__PROVIDED TEXT__
◆ ◆ ◆ ◆
I think @kristiandupont makes a good argument about people maybe being happier with a library than a framework. One of the things which worked really well for some of the diverse OOFILE users was exactly that - you could use generic calls to get, set, search etc. without using the convenience of the class declarations which gave you type-checked operations.

tgoyne commented 8 years ago

Some various low-boilerplate options that don't require reflection:

// tuple-style with unnamed fields
class MyObject : public realm::Object<int, float> {
};

MyObject obj = ...;
get<0>(obj) = 5;
float value = get<float>(obj); // would be a compile error if there are multiple float properties
// named tuple using externally-defined property types
REALM_PROPERTY(int, foo);
REALM_PROPERTY(float, bar);

class MyObject : public realm::Object<foo, bar> {
};

MyObject obj = ...;
obj[foo()] = 5;
float value = obj[bar()];
// named tuple using constexpr string hashing
class MyObject : public realm::Object<prop(int, "foo"), prop("bar") = 1.5f> {
};
MyObject obj = ...;
int value = obj[prop("foo")];
// macro to generate the properties rather than the entire class
class MyObject : public realm::Object {
    REALM_PROPERTIES(
      int, foo,
      float, bar)
};

MyObject obj = ...;
int value = obj.get_foo();
simonask commented 8 years ago

Great to see some new suggestions!

@tgoyne As far as I can tell, your second suggestion can also support a statically checked interface, along these lines:

REALM_PROPERTY(int, foo);

class MyObject: public realm::Object<foo> {
};

MyObject obj = ...;
get<foo>(obj) = 5;

I also think something like aliasing a field (assigning different field names in code and in Realm) will be a very common thing for people to do in C++, because most companies use some kind of prefix or suffix for data members that they will not want to put inside the Realm, particularly if they're syncing it to other bindings. I haven't really seen any constexpr string handling that worked across all major compilers without very awkward syntax, but my knowledge could be outdated - do you have any info on this? I suppose at least C++14 is required.

tgoyne commented 8 years ago

All of the ideas I threw out would give a fully statically typed interface. In the case of the second, there'd be a different overload of operator[] for each of the the properties, and the actual passed-in value wouldn't be used for anything.

AndyDentFree commented 8 years ago

Just to clarify how the parent property approach works that I use in OOFILE and the pattern can be used here, class declarations look like simple class decls with our own types instead of native and then you don't have to use property syntax to access them. This uses pure compile-time logic working on any compiler and very conservative C++ (even though we can mandate C++11 at least).

The secret is to use (pre-thread) registration by constructor - at the time of constructing a rInt we are inside the constructor of a realm::Object so can connect the two to build up the schema.

// properties using special Realm classes
class MyObject : public realm::Object {
      rInt foo;
      rFloat bar;
};

MyObject obj = ...;
int value = obj.foo;
astigsen commented 8 years ago

The secret is to use (pre-thread) registration by constructor - at the time of constructing a rInt we are inside the constructor of a realm::Object so can connect the two to build up the schema.

That is actually an interesting technique to collect the information needed for introspection. It does seem very timing dependent though. Are we sure that it won't be possible to end up with some corrupted state?
◆ ◆ ◆ ◆
__EXERCISE OBJECTIVE__
For each statement about the forum thread, answer yes or no on whether it agrees with the thread, and quote the words that decide it: (a) tgoyne says that in the second option, the value passed to operator[] is not used for anything. (b) simonask says that constexpr string handling works across all major compilers with simple syntax. (c) AndyDentFree says that with the OOFILE approach, members must be accessed through property syntax. The items after this point have nothing to do with the forum thread above.

__INFORMATION SHOWN__
◆ ◆ ◆ ◆
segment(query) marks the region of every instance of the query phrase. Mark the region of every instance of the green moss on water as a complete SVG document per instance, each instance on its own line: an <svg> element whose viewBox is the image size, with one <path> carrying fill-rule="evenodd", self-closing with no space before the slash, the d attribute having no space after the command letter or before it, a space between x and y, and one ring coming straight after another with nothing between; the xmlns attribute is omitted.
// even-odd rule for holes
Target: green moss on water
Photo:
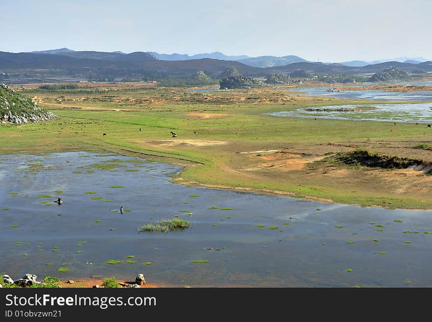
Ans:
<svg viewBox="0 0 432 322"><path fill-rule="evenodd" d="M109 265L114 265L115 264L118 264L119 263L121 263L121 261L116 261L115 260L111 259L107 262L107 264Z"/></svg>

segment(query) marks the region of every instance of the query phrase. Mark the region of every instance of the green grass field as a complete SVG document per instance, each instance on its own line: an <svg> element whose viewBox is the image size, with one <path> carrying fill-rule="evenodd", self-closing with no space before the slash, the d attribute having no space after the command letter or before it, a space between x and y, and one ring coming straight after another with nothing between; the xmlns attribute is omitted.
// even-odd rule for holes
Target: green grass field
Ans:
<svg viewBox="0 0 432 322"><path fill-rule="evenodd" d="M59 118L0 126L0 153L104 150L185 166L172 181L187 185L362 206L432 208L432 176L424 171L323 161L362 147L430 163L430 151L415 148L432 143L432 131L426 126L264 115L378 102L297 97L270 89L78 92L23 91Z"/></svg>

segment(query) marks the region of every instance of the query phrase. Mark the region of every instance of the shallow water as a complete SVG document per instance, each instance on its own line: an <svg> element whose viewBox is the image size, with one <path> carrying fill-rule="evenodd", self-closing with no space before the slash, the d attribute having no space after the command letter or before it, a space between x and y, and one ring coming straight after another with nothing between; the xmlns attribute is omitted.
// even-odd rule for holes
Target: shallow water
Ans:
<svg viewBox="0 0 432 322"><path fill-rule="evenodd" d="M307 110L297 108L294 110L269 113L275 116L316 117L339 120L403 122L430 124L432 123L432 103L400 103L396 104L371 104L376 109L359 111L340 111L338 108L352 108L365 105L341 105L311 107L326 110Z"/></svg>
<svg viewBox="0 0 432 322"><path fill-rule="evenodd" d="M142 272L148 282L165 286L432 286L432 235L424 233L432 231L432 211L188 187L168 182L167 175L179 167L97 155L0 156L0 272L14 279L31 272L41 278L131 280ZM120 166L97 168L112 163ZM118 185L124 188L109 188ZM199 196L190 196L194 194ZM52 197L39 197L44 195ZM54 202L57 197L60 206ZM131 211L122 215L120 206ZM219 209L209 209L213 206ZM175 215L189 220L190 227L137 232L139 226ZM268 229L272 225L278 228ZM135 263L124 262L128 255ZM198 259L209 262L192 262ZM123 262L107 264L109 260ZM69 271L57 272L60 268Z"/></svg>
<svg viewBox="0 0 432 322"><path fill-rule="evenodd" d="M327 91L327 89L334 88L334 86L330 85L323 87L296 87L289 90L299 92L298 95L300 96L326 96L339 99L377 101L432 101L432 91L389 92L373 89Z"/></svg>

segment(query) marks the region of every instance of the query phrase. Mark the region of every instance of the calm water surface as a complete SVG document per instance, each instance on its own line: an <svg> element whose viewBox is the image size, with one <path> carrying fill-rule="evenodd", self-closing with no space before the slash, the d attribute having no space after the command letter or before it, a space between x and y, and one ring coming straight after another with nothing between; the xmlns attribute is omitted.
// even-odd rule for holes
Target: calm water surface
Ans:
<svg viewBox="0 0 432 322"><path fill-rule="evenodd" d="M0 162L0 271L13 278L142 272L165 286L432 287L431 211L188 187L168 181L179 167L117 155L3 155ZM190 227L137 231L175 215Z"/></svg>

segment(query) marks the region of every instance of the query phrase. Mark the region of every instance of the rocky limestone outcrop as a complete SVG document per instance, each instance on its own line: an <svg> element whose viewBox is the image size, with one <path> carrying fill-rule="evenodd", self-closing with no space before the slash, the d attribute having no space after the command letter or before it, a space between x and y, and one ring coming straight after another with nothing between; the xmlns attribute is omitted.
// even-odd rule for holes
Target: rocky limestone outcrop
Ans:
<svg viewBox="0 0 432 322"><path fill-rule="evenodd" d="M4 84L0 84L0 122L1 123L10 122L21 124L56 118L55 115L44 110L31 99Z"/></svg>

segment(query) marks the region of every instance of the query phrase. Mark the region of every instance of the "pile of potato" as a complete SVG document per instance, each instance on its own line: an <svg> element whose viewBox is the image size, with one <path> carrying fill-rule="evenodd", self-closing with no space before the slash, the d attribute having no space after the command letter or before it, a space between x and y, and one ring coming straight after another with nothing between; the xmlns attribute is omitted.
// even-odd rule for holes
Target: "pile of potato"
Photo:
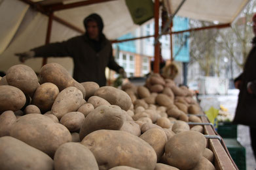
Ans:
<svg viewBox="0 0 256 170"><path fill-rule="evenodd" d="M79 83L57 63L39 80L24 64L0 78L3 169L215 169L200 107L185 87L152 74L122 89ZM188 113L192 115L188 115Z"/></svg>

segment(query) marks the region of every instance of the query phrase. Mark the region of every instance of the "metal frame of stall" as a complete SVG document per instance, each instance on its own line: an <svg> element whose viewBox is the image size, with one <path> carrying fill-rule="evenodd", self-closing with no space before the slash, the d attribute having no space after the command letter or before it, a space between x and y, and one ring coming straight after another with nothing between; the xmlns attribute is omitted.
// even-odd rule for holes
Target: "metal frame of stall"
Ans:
◆ ◆ ◆ ◆
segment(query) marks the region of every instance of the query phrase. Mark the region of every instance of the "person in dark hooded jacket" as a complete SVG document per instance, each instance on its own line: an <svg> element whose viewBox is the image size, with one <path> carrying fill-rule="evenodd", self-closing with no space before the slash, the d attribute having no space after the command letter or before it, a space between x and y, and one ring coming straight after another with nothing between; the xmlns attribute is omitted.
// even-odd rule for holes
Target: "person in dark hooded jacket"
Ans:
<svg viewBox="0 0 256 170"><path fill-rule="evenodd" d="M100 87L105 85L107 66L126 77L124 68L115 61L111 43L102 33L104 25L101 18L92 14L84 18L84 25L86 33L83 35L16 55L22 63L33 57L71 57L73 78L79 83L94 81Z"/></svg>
◆ ◆ ◆ ◆
__OUTPUT OF THE TASK__
(a) Yes: "the actual passed-in value wouldn't be used for anything."
(b) No: "I haven't really seen any constexpr string handling that worked across all major compilers without very awkward syntax"
(c) No: "then you don't have to use property syntax to access them."